_Extracted material_:

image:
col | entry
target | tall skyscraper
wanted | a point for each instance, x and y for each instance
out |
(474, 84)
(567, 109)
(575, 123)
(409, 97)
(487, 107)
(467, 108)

_Aim of the exercise_:
Would you retype the whole listing, exactly as it reads?

_Answer for this exercise_:
image:
col | entry
target | tall skyscraper
wanted | a point for each instance, x and y for each instance
out |
(474, 84)
(567, 109)
(575, 123)
(409, 97)
(487, 107)
(467, 108)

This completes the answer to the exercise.